* _Data for processing_

----------------

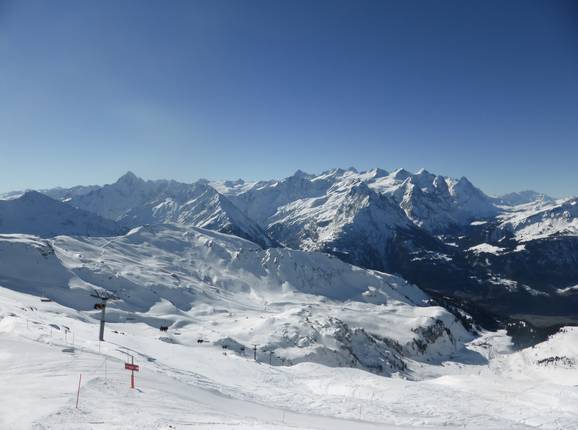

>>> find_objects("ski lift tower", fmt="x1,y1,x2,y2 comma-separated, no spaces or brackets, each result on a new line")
90,290,118,342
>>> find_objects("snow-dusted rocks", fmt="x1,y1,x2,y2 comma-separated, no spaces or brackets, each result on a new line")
69,172,276,247
0,225,471,374
0,191,125,237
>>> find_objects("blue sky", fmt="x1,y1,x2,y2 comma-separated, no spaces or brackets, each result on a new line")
0,0,578,196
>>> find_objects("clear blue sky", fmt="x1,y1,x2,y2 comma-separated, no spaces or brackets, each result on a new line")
0,0,578,196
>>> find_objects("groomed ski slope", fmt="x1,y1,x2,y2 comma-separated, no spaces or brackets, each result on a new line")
0,288,578,430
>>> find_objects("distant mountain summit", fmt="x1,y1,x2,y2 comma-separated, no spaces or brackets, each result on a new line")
0,191,126,237
69,172,277,247
0,168,578,322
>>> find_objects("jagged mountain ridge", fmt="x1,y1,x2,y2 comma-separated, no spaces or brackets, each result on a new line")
5,168,578,322
68,172,277,247
0,191,126,237
0,225,472,375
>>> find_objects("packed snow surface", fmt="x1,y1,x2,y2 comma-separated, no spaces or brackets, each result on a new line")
0,288,578,430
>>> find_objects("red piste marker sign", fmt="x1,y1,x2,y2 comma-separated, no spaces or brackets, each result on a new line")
124,363,139,372
124,357,139,388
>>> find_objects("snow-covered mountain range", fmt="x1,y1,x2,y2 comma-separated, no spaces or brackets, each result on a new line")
0,169,578,429
0,191,126,237
0,225,472,375
4,168,578,322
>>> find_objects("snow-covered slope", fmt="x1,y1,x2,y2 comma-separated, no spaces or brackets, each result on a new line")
70,172,276,247
0,287,578,430
500,198,578,242
495,190,555,206
0,191,125,237
218,169,498,237
0,225,471,374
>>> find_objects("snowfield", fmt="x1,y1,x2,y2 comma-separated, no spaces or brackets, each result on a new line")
0,225,578,429
0,288,578,430
0,225,472,375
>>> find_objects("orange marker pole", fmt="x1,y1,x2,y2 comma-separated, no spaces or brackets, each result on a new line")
76,373,82,409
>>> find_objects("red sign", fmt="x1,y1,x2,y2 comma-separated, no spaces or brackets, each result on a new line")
124,363,138,372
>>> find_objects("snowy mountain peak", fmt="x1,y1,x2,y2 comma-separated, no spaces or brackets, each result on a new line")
391,168,411,181
116,170,145,185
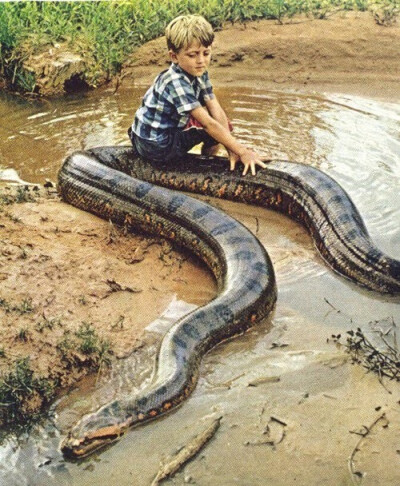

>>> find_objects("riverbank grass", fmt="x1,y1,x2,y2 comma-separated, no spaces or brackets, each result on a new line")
0,0,400,92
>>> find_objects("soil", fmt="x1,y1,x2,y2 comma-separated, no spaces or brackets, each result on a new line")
121,12,400,100
0,13,400,416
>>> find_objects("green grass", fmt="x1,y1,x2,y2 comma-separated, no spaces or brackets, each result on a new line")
0,0,390,91
0,358,54,423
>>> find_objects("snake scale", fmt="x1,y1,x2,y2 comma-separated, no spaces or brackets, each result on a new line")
58,147,400,458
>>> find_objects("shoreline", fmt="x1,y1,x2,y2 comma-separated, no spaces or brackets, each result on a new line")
122,12,400,101
0,12,400,428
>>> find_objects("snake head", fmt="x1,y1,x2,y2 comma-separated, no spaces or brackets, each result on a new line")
61,424,128,459
61,402,134,459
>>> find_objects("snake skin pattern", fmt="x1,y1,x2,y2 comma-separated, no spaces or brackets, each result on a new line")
58,147,400,458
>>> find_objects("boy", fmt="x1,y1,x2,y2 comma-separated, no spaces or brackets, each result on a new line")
129,15,266,175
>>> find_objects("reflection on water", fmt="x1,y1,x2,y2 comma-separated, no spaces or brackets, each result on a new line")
0,87,400,486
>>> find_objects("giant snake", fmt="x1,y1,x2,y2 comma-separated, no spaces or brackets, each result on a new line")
58,147,400,458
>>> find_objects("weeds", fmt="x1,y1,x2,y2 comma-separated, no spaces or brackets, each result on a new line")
0,357,54,423
35,314,62,332
0,297,35,315
0,0,399,91
57,322,112,369
369,0,400,27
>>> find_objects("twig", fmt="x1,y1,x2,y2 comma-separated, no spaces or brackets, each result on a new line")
348,412,387,485
151,417,222,486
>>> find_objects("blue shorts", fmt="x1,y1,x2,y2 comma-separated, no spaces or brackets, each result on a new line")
128,127,218,162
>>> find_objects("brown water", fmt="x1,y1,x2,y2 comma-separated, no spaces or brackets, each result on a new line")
0,88,400,486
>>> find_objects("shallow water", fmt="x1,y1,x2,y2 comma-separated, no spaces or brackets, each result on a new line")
0,87,400,486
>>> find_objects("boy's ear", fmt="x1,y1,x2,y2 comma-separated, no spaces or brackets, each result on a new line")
168,49,178,64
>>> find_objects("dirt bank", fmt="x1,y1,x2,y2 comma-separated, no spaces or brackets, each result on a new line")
0,13,400,426
122,12,400,99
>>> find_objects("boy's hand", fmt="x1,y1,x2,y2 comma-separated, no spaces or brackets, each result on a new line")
228,150,240,170
229,149,267,175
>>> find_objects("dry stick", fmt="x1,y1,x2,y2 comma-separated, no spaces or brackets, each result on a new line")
151,417,222,486
348,412,387,486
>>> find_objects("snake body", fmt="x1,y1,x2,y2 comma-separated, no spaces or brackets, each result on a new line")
58,147,400,457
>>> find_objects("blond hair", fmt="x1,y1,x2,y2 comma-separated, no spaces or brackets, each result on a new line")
165,15,214,52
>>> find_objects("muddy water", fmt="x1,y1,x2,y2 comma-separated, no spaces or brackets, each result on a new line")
0,88,400,486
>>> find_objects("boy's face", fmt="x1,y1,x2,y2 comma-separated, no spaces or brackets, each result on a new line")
169,42,211,76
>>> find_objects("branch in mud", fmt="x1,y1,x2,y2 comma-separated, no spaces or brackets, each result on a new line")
332,320,400,381
151,417,222,486
348,412,389,485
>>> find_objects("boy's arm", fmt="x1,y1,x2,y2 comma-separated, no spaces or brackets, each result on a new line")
205,95,230,131
191,104,267,175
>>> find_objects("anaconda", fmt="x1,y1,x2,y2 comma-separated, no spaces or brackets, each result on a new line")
58,147,400,457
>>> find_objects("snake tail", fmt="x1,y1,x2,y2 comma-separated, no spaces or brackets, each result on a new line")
58,152,277,458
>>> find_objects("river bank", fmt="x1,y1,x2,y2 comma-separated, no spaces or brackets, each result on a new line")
0,13,400,486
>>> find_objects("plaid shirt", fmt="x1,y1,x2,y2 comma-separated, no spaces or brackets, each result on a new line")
132,63,214,144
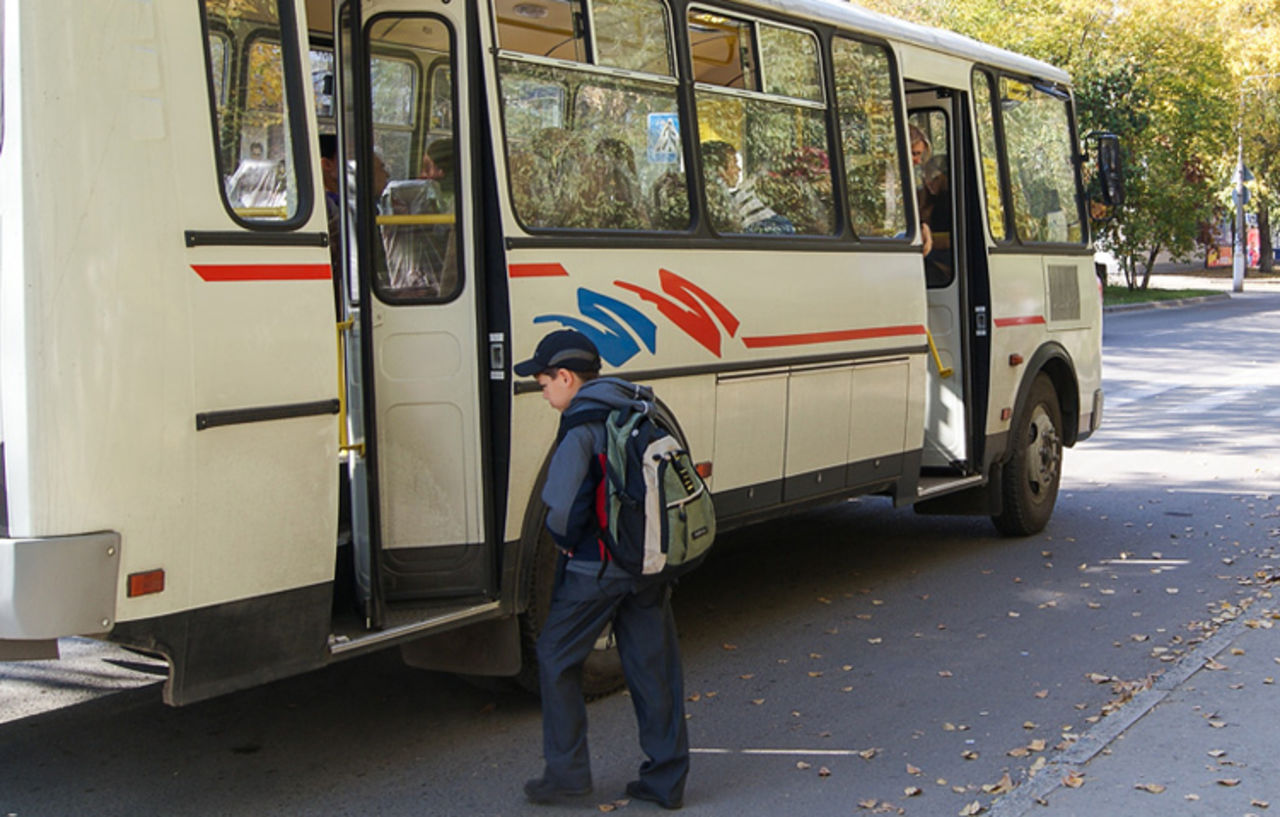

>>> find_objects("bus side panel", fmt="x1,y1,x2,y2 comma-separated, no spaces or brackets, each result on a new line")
3,0,337,635
986,252,1102,448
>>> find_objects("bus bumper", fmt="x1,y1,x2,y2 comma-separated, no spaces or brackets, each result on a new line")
0,530,120,647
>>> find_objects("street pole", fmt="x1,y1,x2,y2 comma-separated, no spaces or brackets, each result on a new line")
1231,133,1248,292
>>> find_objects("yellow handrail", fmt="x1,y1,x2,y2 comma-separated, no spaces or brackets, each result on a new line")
234,205,289,219
924,327,954,379
378,213,457,227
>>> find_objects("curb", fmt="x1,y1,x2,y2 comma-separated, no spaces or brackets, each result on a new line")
1102,292,1231,315
988,614,1247,817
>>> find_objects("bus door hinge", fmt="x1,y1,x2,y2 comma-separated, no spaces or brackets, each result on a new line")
489,332,507,380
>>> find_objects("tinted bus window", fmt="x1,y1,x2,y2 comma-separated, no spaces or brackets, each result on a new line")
369,15,462,303
498,0,690,231
1000,77,1084,243
831,37,906,238
689,9,836,236
202,0,301,225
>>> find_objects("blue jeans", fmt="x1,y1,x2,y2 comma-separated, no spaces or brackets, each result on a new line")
538,571,689,803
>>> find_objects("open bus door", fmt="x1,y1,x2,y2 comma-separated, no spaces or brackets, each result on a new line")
335,0,497,640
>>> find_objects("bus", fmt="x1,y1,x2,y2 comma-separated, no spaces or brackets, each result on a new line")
0,0,1121,706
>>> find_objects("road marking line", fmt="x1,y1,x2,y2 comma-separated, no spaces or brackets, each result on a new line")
1103,383,1183,409
689,748,865,757
1169,383,1267,414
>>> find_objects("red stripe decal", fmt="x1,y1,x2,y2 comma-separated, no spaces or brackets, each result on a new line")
507,264,568,278
742,324,924,348
996,315,1044,327
191,264,333,282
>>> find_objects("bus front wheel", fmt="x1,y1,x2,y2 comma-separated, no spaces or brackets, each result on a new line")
991,371,1062,537
516,525,625,700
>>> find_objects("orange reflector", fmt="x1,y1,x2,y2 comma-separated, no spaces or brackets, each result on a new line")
128,570,164,598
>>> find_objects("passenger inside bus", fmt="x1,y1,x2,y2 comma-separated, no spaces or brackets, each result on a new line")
703,140,796,234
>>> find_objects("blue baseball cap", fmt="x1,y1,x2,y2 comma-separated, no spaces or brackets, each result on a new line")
513,329,600,378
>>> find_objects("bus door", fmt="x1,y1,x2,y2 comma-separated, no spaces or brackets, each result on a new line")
908,88,970,473
337,1,495,627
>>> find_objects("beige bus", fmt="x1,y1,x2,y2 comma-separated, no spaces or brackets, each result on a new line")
0,0,1117,704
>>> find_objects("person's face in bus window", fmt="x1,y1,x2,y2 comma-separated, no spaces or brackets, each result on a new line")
911,141,929,166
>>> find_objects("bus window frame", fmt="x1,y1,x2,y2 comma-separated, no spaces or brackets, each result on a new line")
357,12,467,307
969,64,1019,248
200,0,315,233
970,64,1093,255
823,28,919,250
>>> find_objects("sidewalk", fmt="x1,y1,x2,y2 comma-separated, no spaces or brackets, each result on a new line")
989,599,1280,817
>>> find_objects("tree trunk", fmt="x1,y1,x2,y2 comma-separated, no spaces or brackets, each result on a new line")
1258,196,1275,275
1138,243,1161,289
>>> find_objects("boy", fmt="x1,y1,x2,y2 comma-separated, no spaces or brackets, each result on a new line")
515,329,689,809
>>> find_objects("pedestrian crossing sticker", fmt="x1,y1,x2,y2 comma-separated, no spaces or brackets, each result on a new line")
649,113,680,164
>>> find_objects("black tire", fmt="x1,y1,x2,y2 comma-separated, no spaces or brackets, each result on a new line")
516,522,626,700
991,373,1062,537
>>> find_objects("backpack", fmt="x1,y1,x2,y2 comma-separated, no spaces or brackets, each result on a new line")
561,403,716,578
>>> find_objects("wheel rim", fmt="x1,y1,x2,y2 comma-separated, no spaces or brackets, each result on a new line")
1027,405,1062,502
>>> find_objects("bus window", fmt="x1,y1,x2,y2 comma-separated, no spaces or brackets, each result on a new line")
495,0,588,63
369,15,462,303
591,0,675,77
831,37,906,238
498,0,690,231
973,70,1009,242
202,0,305,225
1000,77,1084,243
689,10,836,236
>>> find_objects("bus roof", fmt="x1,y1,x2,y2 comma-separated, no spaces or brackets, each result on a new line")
748,0,1071,85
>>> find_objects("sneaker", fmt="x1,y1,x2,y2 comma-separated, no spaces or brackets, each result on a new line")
525,777,591,805
627,780,685,811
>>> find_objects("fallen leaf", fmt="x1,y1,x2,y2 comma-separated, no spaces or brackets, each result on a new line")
982,772,1014,794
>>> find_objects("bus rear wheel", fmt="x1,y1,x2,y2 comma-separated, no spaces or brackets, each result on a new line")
991,373,1062,537
516,525,625,700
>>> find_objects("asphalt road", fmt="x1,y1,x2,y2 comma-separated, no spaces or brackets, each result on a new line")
0,293,1280,817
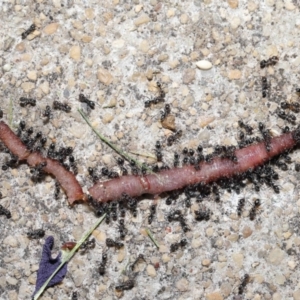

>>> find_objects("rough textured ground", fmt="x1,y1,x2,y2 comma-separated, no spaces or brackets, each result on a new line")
0,0,300,300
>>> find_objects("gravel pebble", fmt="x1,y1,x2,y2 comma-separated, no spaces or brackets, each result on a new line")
196,60,212,70
69,45,81,61
176,278,189,292
43,23,59,35
97,68,113,85
147,265,156,277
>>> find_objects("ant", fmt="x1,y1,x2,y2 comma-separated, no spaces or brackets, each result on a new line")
130,254,146,271
239,274,250,295
30,161,47,182
80,238,96,255
106,238,124,249
237,198,245,217
280,101,300,113
160,104,171,122
99,253,107,276
116,279,134,292
0,204,11,219
20,97,36,107
72,292,78,300
27,229,45,239
167,129,182,146
260,56,279,69
170,239,187,252
53,100,71,112
148,204,156,224
195,209,211,222
42,105,53,120
21,24,36,40
249,199,261,221
79,94,95,109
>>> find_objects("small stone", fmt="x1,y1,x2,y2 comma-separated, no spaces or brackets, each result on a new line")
228,69,242,80
102,113,114,124
27,71,37,81
97,68,113,85
293,290,300,300
3,37,15,51
242,226,253,239
202,259,211,267
180,14,189,24
227,0,239,8
6,276,18,285
232,253,244,268
134,14,151,26
182,68,196,84
117,247,125,263
39,81,50,95
85,8,95,20
267,247,284,266
167,8,176,18
196,60,212,70
205,292,223,300
43,23,59,34
147,265,156,277
285,0,296,10
161,115,176,131
139,40,150,53
230,17,241,29
3,235,18,248
69,46,81,61
2,64,11,72
21,81,35,93
81,34,93,43
176,278,189,292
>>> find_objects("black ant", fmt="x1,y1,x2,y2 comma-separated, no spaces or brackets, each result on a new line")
170,239,187,252
276,110,296,125
42,105,53,119
148,204,156,224
27,229,45,239
79,238,96,255
79,94,95,109
20,97,36,107
106,238,124,249
160,104,171,122
249,199,261,221
21,24,36,40
130,254,146,271
167,129,182,146
54,181,60,200
195,209,211,222
260,56,279,69
72,292,78,300
30,161,47,182
116,279,134,292
0,204,11,219
53,100,71,112
237,198,245,217
99,253,107,276
239,274,250,295
280,101,300,113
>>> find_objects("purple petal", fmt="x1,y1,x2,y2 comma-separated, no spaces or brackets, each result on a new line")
33,236,67,296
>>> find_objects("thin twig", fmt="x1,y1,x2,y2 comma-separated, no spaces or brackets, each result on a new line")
78,109,153,173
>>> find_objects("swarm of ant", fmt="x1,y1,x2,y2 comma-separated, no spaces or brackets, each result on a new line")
0,57,300,299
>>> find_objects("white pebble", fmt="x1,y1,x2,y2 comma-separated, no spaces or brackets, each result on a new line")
3,64,11,72
196,60,212,70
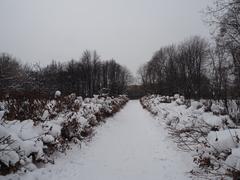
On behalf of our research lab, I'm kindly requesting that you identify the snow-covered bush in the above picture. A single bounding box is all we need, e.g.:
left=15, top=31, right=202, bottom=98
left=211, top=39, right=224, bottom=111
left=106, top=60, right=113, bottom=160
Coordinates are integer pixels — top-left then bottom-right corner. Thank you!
left=141, top=94, right=240, bottom=178
left=0, top=92, right=128, bottom=175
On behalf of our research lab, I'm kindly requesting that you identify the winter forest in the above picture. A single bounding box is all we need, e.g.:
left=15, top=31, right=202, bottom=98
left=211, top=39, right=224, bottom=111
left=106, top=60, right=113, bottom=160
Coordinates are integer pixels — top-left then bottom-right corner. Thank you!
left=0, top=0, right=240, bottom=180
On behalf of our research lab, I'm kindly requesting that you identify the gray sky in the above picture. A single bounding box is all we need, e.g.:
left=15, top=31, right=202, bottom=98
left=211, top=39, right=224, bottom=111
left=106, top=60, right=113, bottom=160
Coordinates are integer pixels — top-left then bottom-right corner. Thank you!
left=0, top=0, right=213, bottom=73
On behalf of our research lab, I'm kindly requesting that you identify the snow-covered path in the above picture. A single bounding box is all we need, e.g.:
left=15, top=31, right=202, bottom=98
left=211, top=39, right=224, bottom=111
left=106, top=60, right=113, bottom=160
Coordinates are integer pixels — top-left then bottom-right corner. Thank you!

----------------

* _To be done_
Please output the entries as a numbered list, running from their first line through the line that contains "124,363,138,372", both ends included. Skip blank lines and leave the pictures out.

* _Solved exercise_
1. >>> find_objects("ski lift tower", fmt="x1,y1,x2,y2 comma-separated, no spaces or brackets, each result on a new line")
2. 90,290,118,342
3. >>> find_objects("snow-dusted rocks", fmt="x1,y1,x2,y2 comma-separated, no spaces or brackets, each result on a new line")
4. 69,172,276,247
5. 0,225,471,374
6. 0,191,125,237
7. >>> find_objects("blue sky", fmt="x1,y1,x2,y2 comma-separated, no spaces or brackets, each result on a new line")
8. 0,0,578,196
9. >>> find_objects("clear blue sky", fmt="x1,y1,x2,y2 comma-separated, no spaces or brackets, each result on a new line")
10. 0,0,578,196
11. >>> find_objects("groomed ski slope", fmt="x1,y1,x2,y2 comma-separated, no spaces or brackets, each result on a new line")
12. 0,288,578,430
13. >>> find_objects("distant mountain summit", fmt="x1,y1,x2,y2 comma-separated, no spaces or brackets, each result on a new line")
14. 0,191,126,237
15. 69,172,277,247
16. 0,168,578,322
17. >>> find_objects("jagged mountain ridge", fmt="x1,y1,x2,y2 comma-separated, no spaces or brackets, each result on a new line")
18. 5,168,578,322
19. 68,172,277,247
20. 0,191,126,237
21. 0,225,472,375
22. >>> find_objects("packed snow surface", fmt="x1,y1,x2,y2 comma-separated, no spaces or brackets, each result on a new line")
23. 0,288,578,430
24. >>> find_objects("red piste marker sign", fmt="x1,y1,x2,y2 comma-separated, no spaces or brackets, each result on a new line")
25. 124,363,139,372
26. 124,357,139,388
27. >>> find_objects("snow-covered mountain range", fmt="x1,y1,x2,y2 comma-separated, no spaces or brackets, each result on a new line")
28. 0,169,578,429
29. 0,191,126,237
30. 0,225,472,375
31. 4,168,578,322
32. >>> find_objects("snow-covered slope", fmt="x1,y1,x2,y2 comma-separated, no spaces or brackets, each result on a new line")
33. 70,172,276,247
34. 0,287,578,430
35. 500,198,578,242
36. 495,190,555,206
37. 0,191,125,237
38. 218,169,498,237
39. 0,225,471,374
40. >>> find_objects("snowfield", fmt="x1,y1,x2,y2 comma-separated, no spaces or brackets, each result on a new line")
41. 0,225,578,429
42. 0,288,578,430
43. 0,225,472,375
44. >>> find_objects("orange marker pole", fmt="x1,y1,x2,y2 comma-separated, no spaces or brackets, each result on a new line")
45. 76,373,82,409
46. >>> find_objects("red sign", fmt="x1,y1,x2,y2 comma-separated, no spaces or brackets, each result on a new line")
47. 124,363,138,372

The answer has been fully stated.